SUPPLIED MATERIAL

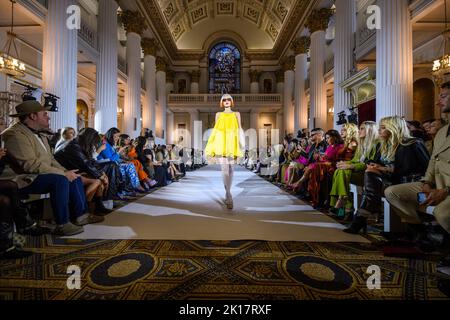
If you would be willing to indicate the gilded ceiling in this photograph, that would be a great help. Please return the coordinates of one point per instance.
(264, 25)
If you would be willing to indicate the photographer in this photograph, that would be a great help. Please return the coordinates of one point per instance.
(435, 185)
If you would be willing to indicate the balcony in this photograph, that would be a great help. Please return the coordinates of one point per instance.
(214, 99)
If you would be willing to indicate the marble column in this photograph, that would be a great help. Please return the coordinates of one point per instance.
(149, 46)
(317, 24)
(280, 81)
(196, 136)
(394, 60)
(300, 47)
(170, 76)
(254, 81)
(195, 77)
(254, 124)
(343, 55)
(288, 95)
(161, 125)
(134, 25)
(106, 81)
(59, 63)
(170, 127)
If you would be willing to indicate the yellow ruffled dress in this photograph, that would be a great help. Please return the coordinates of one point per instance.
(224, 139)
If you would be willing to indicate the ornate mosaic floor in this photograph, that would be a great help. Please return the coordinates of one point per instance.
(137, 269)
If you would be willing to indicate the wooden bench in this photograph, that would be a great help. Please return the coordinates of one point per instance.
(392, 222)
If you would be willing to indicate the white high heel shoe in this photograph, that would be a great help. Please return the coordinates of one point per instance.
(229, 202)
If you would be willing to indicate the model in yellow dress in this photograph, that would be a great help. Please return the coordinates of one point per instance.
(224, 144)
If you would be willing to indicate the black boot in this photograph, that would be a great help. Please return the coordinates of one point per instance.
(358, 223)
(100, 209)
(373, 191)
(26, 225)
(7, 248)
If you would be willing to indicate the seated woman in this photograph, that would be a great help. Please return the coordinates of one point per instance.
(140, 143)
(284, 158)
(317, 145)
(127, 151)
(161, 160)
(321, 172)
(78, 155)
(127, 169)
(67, 135)
(173, 161)
(403, 159)
(299, 162)
(353, 170)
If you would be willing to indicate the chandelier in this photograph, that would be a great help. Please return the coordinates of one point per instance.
(441, 66)
(9, 64)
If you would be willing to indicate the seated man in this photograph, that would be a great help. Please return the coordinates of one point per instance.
(41, 173)
(436, 184)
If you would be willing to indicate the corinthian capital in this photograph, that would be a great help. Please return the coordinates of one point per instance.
(170, 76)
(318, 20)
(133, 21)
(161, 64)
(195, 76)
(301, 45)
(280, 75)
(149, 46)
(254, 75)
(288, 63)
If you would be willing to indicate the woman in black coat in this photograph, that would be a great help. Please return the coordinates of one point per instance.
(403, 159)
(78, 154)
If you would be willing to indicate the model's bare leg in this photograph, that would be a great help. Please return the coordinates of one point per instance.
(227, 174)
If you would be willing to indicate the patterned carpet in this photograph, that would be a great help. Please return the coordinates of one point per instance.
(257, 270)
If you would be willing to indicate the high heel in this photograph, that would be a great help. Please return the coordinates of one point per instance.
(359, 223)
(229, 202)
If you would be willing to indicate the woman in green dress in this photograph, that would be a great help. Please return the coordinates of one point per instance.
(353, 171)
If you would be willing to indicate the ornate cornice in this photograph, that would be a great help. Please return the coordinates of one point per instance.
(318, 20)
(170, 76)
(195, 75)
(149, 46)
(161, 64)
(288, 63)
(280, 75)
(133, 21)
(254, 75)
(295, 18)
(301, 45)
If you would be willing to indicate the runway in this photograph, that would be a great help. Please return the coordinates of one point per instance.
(193, 209)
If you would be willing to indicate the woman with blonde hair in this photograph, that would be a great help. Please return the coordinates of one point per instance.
(353, 170)
(403, 159)
(67, 135)
(225, 145)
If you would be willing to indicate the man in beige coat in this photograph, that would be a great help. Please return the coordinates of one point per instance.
(35, 170)
(436, 184)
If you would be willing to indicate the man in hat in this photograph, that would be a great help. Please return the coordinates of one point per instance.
(40, 173)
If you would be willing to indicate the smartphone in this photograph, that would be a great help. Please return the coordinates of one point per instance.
(421, 197)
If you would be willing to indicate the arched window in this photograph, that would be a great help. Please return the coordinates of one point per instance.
(224, 69)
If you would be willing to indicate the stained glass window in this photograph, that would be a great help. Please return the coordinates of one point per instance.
(224, 69)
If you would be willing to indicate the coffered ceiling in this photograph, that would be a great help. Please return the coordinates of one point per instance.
(264, 26)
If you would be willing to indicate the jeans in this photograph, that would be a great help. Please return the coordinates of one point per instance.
(67, 198)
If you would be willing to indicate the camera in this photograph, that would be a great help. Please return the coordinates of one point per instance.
(32, 93)
(342, 118)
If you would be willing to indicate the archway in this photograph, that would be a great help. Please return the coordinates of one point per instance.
(224, 68)
(82, 115)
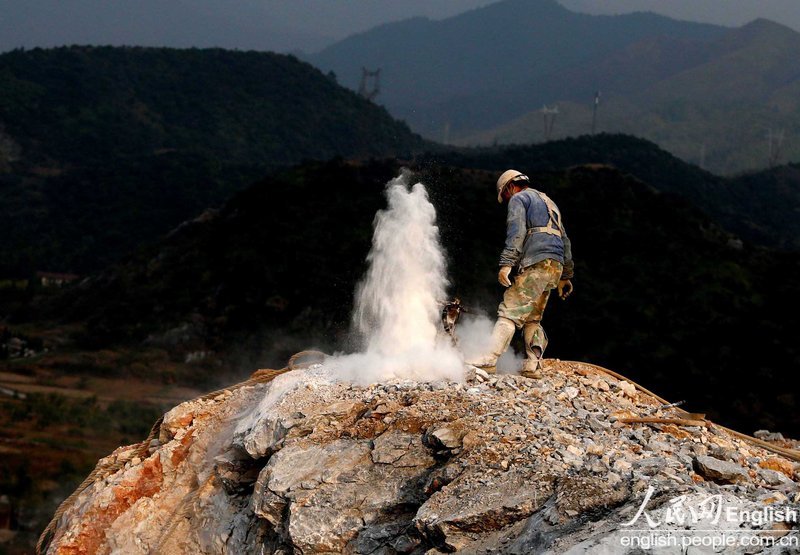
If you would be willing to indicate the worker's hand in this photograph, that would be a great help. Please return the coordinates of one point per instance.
(564, 288)
(502, 276)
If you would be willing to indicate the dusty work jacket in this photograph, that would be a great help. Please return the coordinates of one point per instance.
(535, 232)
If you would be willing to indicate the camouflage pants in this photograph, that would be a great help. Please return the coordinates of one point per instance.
(524, 302)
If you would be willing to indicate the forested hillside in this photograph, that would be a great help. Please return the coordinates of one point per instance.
(104, 149)
(662, 292)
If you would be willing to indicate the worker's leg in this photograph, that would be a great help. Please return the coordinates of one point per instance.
(543, 277)
(518, 302)
(535, 338)
(523, 297)
(501, 337)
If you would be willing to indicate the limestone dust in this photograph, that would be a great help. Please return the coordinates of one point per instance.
(396, 318)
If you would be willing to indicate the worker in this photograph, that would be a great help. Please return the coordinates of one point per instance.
(538, 249)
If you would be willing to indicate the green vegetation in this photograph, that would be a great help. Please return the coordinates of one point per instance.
(85, 416)
(760, 207)
(663, 293)
(109, 148)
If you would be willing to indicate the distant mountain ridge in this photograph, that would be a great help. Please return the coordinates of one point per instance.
(708, 94)
(483, 56)
(103, 149)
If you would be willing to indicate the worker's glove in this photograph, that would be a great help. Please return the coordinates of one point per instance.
(502, 276)
(564, 288)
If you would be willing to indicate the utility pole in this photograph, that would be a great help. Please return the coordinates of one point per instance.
(549, 116)
(364, 89)
(594, 111)
(703, 156)
(775, 147)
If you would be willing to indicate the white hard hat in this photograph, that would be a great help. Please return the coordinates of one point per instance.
(507, 177)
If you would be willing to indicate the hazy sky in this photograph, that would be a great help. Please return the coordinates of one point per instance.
(289, 25)
(724, 12)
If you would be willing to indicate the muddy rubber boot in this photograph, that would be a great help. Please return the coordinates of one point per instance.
(535, 344)
(501, 337)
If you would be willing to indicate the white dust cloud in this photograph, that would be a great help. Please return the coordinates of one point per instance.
(397, 314)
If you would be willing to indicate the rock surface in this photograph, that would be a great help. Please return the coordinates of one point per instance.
(499, 464)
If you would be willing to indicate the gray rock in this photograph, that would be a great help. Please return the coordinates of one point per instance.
(720, 471)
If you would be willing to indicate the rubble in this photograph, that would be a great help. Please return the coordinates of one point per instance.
(500, 464)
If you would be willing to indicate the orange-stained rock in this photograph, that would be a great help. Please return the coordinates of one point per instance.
(145, 482)
(780, 465)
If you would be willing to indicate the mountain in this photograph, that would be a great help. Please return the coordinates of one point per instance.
(724, 99)
(77, 105)
(97, 141)
(760, 207)
(661, 284)
(180, 24)
(308, 463)
(728, 104)
(486, 66)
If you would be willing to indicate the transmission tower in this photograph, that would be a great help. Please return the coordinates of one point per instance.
(549, 117)
(370, 78)
(594, 111)
(775, 141)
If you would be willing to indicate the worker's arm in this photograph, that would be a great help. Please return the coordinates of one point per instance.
(569, 264)
(565, 287)
(515, 232)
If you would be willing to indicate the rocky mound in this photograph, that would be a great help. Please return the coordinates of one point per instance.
(493, 465)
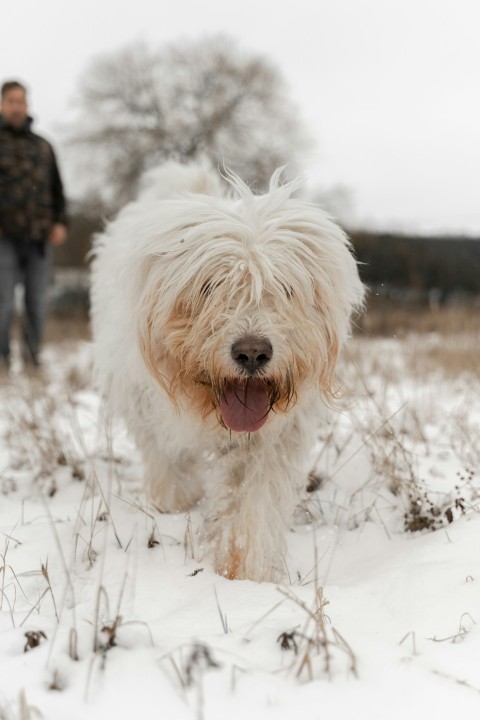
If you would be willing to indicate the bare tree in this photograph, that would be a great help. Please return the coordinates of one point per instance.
(139, 106)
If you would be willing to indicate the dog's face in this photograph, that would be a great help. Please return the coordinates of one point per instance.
(245, 306)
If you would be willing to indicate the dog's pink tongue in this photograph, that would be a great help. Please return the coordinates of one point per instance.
(244, 406)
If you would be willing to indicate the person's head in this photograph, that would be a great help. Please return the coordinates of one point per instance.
(13, 106)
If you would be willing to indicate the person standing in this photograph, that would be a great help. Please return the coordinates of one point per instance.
(32, 220)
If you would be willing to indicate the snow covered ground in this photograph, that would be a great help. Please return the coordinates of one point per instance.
(109, 609)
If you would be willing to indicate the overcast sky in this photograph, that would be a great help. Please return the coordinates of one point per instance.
(389, 88)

INSTRUCTIONS TO FOLLOW
Each line from the one holding "If you would be willing to indicate the bare" to the end of the data above goes into the answer exactly as written, and no other line does.

SOLUTION FOR THIS PROBLEM
If you would be willing to indicate the bare tree in this photograph, that would be a great help. Please return the coordinates of one point per instance.
(139, 106)
If you would be willing to indicate the dog's face in this photograph, that would be a great help. Please return the coordinates of one point per instance.
(245, 306)
If you would be willing to indicate the dog's pink tongue in this photograph, that would be a great help. Please return the coordinates of one point per instance.
(244, 406)
If you would be willing to indicate the person's head in this photograph, that would be a great help. Please return the coordinates of one point per instance.
(13, 106)
If you would be willing to indicate the person standing in this photograph, that would be a great help. Please return the coordinates of one point per instance.
(32, 220)
If you would be willing to indicate the snow covered ground in this photograph, that would be a great help. Please return the coordinates of one point per instance.
(109, 609)
If you would be willing to indicate the overcast sky in this photograph, that would be a great help. Please return the coordinates of one point per instance.
(389, 88)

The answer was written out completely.